(Named region outline records)
..............................
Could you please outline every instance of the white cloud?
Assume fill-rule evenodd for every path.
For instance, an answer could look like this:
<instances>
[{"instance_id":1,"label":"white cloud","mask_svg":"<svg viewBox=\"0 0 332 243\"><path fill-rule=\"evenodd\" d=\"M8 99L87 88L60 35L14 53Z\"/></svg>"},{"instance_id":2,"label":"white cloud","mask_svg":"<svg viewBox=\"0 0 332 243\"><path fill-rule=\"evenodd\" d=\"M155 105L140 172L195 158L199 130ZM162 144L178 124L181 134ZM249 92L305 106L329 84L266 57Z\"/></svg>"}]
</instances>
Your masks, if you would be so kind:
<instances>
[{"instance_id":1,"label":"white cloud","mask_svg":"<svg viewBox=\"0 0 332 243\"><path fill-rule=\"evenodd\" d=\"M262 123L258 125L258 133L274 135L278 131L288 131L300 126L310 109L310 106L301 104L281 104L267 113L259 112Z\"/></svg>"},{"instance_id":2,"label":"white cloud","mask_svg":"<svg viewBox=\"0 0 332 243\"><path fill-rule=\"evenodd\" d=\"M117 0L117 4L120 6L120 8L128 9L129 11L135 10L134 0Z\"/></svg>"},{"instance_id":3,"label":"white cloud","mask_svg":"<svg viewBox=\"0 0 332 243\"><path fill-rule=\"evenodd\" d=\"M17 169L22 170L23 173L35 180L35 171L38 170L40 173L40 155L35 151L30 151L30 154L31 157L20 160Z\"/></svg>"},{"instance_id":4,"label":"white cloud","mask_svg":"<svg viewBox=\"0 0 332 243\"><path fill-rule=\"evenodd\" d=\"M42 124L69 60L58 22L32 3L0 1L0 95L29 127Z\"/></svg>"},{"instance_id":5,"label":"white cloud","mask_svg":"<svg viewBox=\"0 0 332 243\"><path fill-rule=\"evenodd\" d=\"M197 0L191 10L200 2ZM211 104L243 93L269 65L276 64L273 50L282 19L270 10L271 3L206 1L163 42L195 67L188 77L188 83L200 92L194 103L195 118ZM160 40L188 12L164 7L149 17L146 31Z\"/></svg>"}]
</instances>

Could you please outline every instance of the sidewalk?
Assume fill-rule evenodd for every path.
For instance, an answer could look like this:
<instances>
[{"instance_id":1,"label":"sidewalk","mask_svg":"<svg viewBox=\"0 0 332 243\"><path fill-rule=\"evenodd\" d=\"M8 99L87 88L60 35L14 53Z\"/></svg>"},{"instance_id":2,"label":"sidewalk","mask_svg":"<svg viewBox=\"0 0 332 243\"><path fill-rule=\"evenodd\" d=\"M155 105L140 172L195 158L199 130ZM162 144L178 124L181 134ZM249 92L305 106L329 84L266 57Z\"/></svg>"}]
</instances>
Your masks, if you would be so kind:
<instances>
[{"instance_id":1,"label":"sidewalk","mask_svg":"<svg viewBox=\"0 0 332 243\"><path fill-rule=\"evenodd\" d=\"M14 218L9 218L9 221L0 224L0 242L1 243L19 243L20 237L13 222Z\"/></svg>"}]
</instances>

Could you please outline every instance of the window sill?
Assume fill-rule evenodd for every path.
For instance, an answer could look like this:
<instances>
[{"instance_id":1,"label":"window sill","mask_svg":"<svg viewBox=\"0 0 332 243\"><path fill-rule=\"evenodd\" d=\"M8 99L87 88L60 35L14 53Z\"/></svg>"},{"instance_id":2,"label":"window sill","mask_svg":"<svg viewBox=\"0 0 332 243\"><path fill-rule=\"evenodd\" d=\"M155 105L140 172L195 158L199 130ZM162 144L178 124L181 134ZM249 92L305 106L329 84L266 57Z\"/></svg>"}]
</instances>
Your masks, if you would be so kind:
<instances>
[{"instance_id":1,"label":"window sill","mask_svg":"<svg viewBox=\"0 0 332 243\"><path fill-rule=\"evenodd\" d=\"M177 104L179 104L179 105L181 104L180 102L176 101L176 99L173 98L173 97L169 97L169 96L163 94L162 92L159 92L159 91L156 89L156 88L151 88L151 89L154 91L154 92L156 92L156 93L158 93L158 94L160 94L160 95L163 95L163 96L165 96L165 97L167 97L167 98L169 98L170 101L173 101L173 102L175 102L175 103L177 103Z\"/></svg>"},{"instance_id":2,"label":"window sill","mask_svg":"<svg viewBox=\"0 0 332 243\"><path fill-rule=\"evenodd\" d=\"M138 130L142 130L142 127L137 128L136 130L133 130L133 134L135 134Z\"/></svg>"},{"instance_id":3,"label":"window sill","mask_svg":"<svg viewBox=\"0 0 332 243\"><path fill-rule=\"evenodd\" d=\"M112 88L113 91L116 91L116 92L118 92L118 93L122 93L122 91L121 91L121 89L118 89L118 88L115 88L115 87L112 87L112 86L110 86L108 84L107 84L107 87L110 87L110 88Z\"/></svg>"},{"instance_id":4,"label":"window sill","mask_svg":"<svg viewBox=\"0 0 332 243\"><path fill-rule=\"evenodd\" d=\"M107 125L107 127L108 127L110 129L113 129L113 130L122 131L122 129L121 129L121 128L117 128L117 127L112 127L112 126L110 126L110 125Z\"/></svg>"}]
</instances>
..............................
PROBLEM DETAILS: Extract all lines as given.

RESULT:
Could you please outline every instance of the white cloud?
Assume fill-rule evenodd for every path.
For instance, an answer could look like this:
<instances>
[{"instance_id":1,"label":"white cloud","mask_svg":"<svg viewBox=\"0 0 332 243\"><path fill-rule=\"evenodd\" d=\"M8 99L87 88L60 35L14 53Z\"/></svg>"},{"instance_id":2,"label":"white cloud","mask_svg":"<svg viewBox=\"0 0 332 243\"><path fill-rule=\"evenodd\" d=\"M155 105L140 172L195 158L199 130ZM162 144L178 124L181 134ZM249 92L305 106L329 84L266 57Z\"/></svg>"}]
</instances>
Your masks, if you would be so kind:
<instances>
[{"instance_id":1,"label":"white cloud","mask_svg":"<svg viewBox=\"0 0 332 243\"><path fill-rule=\"evenodd\" d=\"M262 123L258 125L258 133L274 135L278 131L288 131L300 126L310 109L310 106L301 104L281 104L267 113L259 112Z\"/></svg>"},{"instance_id":2,"label":"white cloud","mask_svg":"<svg viewBox=\"0 0 332 243\"><path fill-rule=\"evenodd\" d=\"M117 0L117 4L120 6L120 8L128 9L129 11L135 10L134 0Z\"/></svg>"},{"instance_id":3,"label":"white cloud","mask_svg":"<svg viewBox=\"0 0 332 243\"><path fill-rule=\"evenodd\" d=\"M17 169L22 170L23 173L35 180L35 171L38 170L40 173L40 155L35 151L30 151L30 154L31 157L20 160Z\"/></svg>"},{"instance_id":4,"label":"white cloud","mask_svg":"<svg viewBox=\"0 0 332 243\"><path fill-rule=\"evenodd\" d=\"M42 124L69 60L58 22L32 3L0 1L0 95L29 127Z\"/></svg>"},{"instance_id":5,"label":"white cloud","mask_svg":"<svg viewBox=\"0 0 332 243\"><path fill-rule=\"evenodd\" d=\"M197 0L191 10L200 2ZM211 104L243 93L269 65L276 64L273 50L282 19L270 10L271 3L206 1L163 42L195 67L188 77L188 83L200 92L194 103L195 118ZM160 40L188 12L164 7L149 17L146 31Z\"/></svg>"}]
</instances>

Could you please outline every instance of the sidewalk?
Assume fill-rule evenodd for every path.
For instance, an answer could look like this:
<instances>
[{"instance_id":1,"label":"sidewalk","mask_svg":"<svg viewBox=\"0 0 332 243\"><path fill-rule=\"evenodd\" d=\"M8 99L87 88L60 35L14 53Z\"/></svg>"},{"instance_id":2,"label":"sidewalk","mask_svg":"<svg viewBox=\"0 0 332 243\"><path fill-rule=\"evenodd\" d=\"M155 105L140 172L195 158L199 130ZM162 144L178 124L181 134ZM249 92L305 106L329 84L266 57Z\"/></svg>"}]
</instances>
Your masks, if you would be so kind:
<instances>
[{"instance_id":1,"label":"sidewalk","mask_svg":"<svg viewBox=\"0 0 332 243\"><path fill-rule=\"evenodd\" d=\"M14 218L9 218L9 221L0 224L0 242L1 243L19 243L20 237L13 222Z\"/></svg>"}]
</instances>

Could you please outline every instance of the window sill?
Assume fill-rule evenodd for every path.
For instance, an answer could look like this:
<instances>
[{"instance_id":1,"label":"window sill","mask_svg":"<svg viewBox=\"0 0 332 243\"><path fill-rule=\"evenodd\" d=\"M8 99L87 88L60 35L14 53Z\"/></svg>"},{"instance_id":2,"label":"window sill","mask_svg":"<svg viewBox=\"0 0 332 243\"><path fill-rule=\"evenodd\" d=\"M155 105L140 172L195 158L199 130ZM162 144L178 124L181 134ZM249 92L305 106L329 84L266 57Z\"/></svg>"}]
</instances>
Your masks, if you would be so kind:
<instances>
[{"instance_id":1,"label":"window sill","mask_svg":"<svg viewBox=\"0 0 332 243\"><path fill-rule=\"evenodd\" d=\"M177 104L179 104L179 105L181 104L180 102L176 101L176 99L173 98L173 97L169 97L169 96L163 94L162 92L159 92L159 91L156 89L156 88L151 88L151 89L154 91L154 92L156 92L156 93L158 93L158 94L160 94L160 95L163 95L163 96L165 96L165 97L167 97L167 98L169 98L170 101L173 101L173 102L175 102L175 103L177 103Z\"/></svg>"},{"instance_id":2,"label":"window sill","mask_svg":"<svg viewBox=\"0 0 332 243\"><path fill-rule=\"evenodd\" d=\"M138 130L142 130L142 127L137 128L136 130L133 130L133 134L135 134Z\"/></svg>"},{"instance_id":3,"label":"window sill","mask_svg":"<svg viewBox=\"0 0 332 243\"><path fill-rule=\"evenodd\" d=\"M112 88L113 91L116 91L116 92L118 92L118 93L122 93L122 91L121 91L121 89L118 89L118 88L115 88L115 87L112 87L112 86L110 86L108 84L107 84L107 87L110 87L110 88Z\"/></svg>"},{"instance_id":4,"label":"window sill","mask_svg":"<svg viewBox=\"0 0 332 243\"><path fill-rule=\"evenodd\" d=\"M107 125L107 127L108 127L110 129L113 129L113 130L122 131L122 129L121 129L121 128L117 128L117 127L112 127L112 126L110 126L110 125Z\"/></svg>"}]
</instances>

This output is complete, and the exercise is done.